++++ TASK INPUT
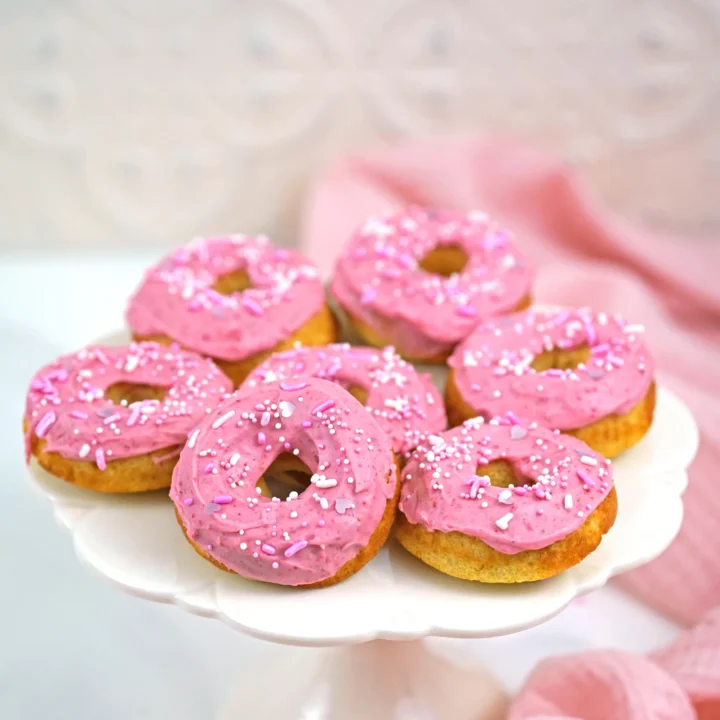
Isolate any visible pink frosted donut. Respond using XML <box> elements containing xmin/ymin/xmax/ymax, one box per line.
<box><xmin>25</xmin><ymin>342</ymin><xmax>232</xmax><ymax>493</ymax></box>
<box><xmin>170</xmin><ymin>377</ymin><xmax>398</xmax><ymax>587</ymax></box>
<box><xmin>331</xmin><ymin>207</ymin><xmax>534</xmax><ymax>361</ymax></box>
<box><xmin>396</xmin><ymin>417</ymin><xmax>617</xmax><ymax>582</ymax></box>
<box><xmin>127</xmin><ymin>235</ymin><xmax>337</xmax><ymax>385</ymax></box>
<box><xmin>446</xmin><ymin>307</ymin><xmax>656</xmax><ymax>457</ymax></box>
<box><xmin>244</xmin><ymin>344</ymin><xmax>446</xmax><ymax>456</ymax></box>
++++++++
• _EXERCISE OBJECTIVE_
Should a record include a picture, omit it from your copy and return the rest unchanged.

• _YOUR RESPONSE_
Isolate any visible pink frosted donut. Respond using XML <box> elements containing xmin/ymin/xmax/ymax, one box per line.
<box><xmin>25</xmin><ymin>342</ymin><xmax>232</xmax><ymax>493</ymax></box>
<box><xmin>170</xmin><ymin>377</ymin><xmax>398</xmax><ymax>587</ymax></box>
<box><xmin>331</xmin><ymin>207</ymin><xmax>534</xmax><ymax>361</ymax></box>
<box><xmin>396</xmin><ymin>417</ymin><xmax>617</xmax><ymax>582</ymax></box>
<box><xmin>127</xmin><ymin>235</ymin><xmax>337</xmax><ymax>385</ymax></box>
<box><xmin>446</xmin><ymin>307</ymin><xmax>656</xmax><ymax>457</ymax></box>
<box><xmin>244</xmin><ymin>344</ymin><xmax>446</xmax><ymax>456</ymax></box>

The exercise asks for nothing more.